- [Tasks to complete]
1) Summarize the passage on women left unmarried after the great war in two sentences.
2) Reproduce the passage on women left unmarried after the great war, starting with "One morning, I" and going on through "many men around.".

- [Extract provided]
I have not been able to think of anyone other than my great-grandmother this afternoon. She was born in 1895, and she lived with me and my parents until she died when I was nine, in 1987. She was a great woman—a forbidding matriarch—and I loved her dearly. She gave me my first job, which was to take her her tea in the morning and to put whisky in it, for which I received the princely sum of 10p a week. That was a great deal to a seven-year-old in 1985. I would sit on her bed while she sipped her tea and whisky, and she would tell me stories.

One morning, I remember asking her why her friend—I will call her Miss H—had never married, and she told me about this terrible war in which all the young men had gone away and had not come back. It made me cry; it makes me cry now. I found out subsequently that my great-grandmother’s husband, a guy called Harry who was a cider farmer in Somerset, had not gone to war because he had a heart murmur. It was a very curious moment in history when biological weakness actually caused someone’s DNA to be passed on. Miss H did not have any such luck. I also found out subsequently that she had worked in a butcher’s shop, and when the butcher died, he—much to the shock of the town—left the business to her, not to his wife. We do not know whether it was love, but if it was, it perhaps speaks of a time when there were not very many men around.

I think of the norm now. In the first census after the great war, in 1921, it was revealed that there were 1.7 million more women than men in Britain. The press and politicians rather coldly and cruelly dubbed them the “surplus women”. I also think of a speech given in a school in Bournemouth, quite close to where I grew up, in 1918, when the headmistress is said to have told the girls, “I have come to tell you a terrible truth: nine out of 10 of you will not marry. This is a mathematical fact. The local men whom you would have married have been killed, and you must make your way in the world as best you can.” Indeed, they did: they went out and made the best of it, and went on to ensure that their gender was no longer quite so defined by its relationship to men.

All those men who died were sons; many were brothers, and many were husbands. A great many of them were not married, and the women they did not marry did not marry either. This generation of maiden aunts were widowed before they wed. I dare say a great many of them had enormous satisfaction from the jobs and the lives that they built, but as D. H. Lawrence wrote, if mutual love is

“Like a magnet’s keeper

Closing the round”,

then for a great many, the years to come were incomplete. I say their sacrifice deserves no less remembrance.

- [Material provided]
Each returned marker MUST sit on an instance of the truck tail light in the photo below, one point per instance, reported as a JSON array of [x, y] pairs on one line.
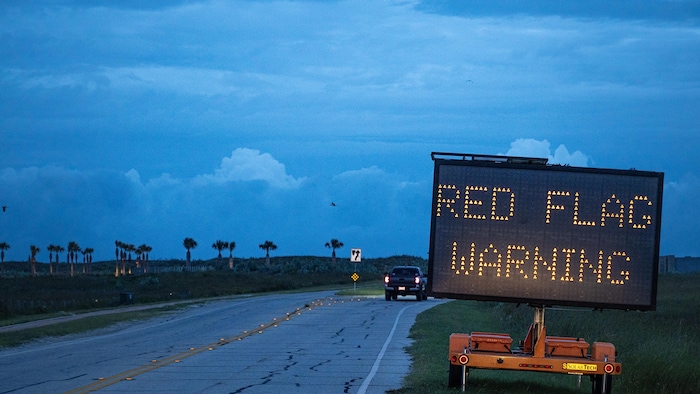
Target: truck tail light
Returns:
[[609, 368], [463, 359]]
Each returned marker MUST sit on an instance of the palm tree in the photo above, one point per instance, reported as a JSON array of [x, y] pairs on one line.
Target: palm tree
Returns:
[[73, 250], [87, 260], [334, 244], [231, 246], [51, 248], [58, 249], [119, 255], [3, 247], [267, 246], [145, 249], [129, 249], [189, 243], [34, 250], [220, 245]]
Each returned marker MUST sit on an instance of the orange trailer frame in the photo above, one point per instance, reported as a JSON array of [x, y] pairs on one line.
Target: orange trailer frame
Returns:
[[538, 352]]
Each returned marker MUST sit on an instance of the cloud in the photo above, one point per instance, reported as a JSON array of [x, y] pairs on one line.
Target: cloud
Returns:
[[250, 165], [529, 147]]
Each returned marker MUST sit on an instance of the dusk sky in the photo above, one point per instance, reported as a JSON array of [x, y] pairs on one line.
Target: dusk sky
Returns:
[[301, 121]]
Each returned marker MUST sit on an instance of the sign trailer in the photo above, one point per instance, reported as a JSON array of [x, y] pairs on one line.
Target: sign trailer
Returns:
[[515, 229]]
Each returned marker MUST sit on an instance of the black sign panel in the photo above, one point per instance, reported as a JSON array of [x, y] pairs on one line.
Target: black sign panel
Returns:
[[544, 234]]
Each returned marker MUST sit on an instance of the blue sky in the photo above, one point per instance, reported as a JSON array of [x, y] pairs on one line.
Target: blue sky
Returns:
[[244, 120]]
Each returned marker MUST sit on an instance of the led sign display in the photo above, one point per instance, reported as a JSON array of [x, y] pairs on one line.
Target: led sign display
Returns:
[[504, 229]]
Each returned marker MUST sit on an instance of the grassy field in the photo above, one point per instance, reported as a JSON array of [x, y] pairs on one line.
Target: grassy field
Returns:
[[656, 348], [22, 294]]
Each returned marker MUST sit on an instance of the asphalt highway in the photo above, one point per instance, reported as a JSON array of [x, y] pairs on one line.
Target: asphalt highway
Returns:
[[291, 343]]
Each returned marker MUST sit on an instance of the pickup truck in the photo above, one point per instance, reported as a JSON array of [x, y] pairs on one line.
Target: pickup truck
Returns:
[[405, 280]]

==

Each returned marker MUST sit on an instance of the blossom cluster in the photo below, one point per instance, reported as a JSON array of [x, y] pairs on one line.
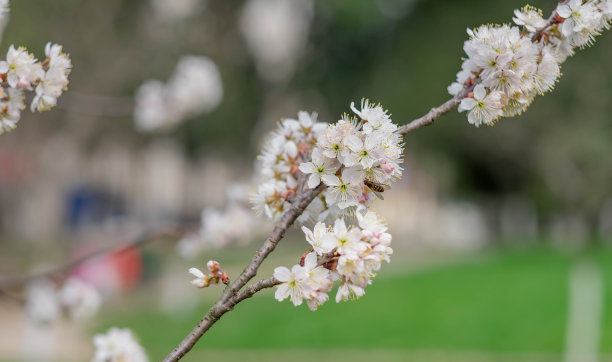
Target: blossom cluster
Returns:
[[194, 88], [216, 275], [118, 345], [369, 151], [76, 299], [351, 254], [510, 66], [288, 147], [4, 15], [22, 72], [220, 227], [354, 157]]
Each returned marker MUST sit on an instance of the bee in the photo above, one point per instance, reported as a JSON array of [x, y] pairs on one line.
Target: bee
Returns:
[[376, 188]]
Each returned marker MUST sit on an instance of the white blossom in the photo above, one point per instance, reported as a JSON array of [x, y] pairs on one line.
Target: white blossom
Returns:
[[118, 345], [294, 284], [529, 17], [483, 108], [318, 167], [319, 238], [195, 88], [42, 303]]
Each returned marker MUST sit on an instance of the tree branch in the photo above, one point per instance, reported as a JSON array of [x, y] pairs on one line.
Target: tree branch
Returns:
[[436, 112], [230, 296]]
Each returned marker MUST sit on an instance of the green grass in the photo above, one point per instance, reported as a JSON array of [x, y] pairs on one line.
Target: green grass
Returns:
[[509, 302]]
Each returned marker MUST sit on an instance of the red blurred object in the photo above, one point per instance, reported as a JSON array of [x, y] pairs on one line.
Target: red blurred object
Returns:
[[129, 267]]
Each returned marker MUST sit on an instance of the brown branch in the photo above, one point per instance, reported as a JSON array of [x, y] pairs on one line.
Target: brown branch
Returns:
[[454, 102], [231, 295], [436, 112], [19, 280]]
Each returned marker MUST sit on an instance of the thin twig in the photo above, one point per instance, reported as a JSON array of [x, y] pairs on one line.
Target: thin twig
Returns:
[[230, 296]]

- [Solutions to the exercise]
1) The speaker recalls a great-grandmother, born in 1895, who told stories over morning tea and whisky and explained that her friend Miss H had never married because the young men had gone away to a terrible war and not come back. Citing the 1921 census finding of 1.7 million more women than men and a 1918 headmistress's warning that nine out of 10 girls would not marry, the speaker holds that these women, widowed before they wed, deserve no less remembrance.

2)
One morning, I remember asking her why her friend—I will call her Miss H—had never married, and she told me about this terrible war in which all the young men had gone away and had not come back. It made me cry; it makes me cry now. I found out subsequently that my great-grandmother’s husband, a guy called Harry who was a cider farmer in Somerset, had not gone to war because he had a heart murmur. It was a very curious moment in history when biological weakness actually caused someone’s DNA to be passed on. Miss H did not have any such luck. I also found out subsequently that she had worked in a butcher’s shop, and when the butcher died, he—much to the shock of the town—left the business to her, not to his wife. We do not know whether it was love, but if it was, it perhaps speaks of a time when there were not very many men around.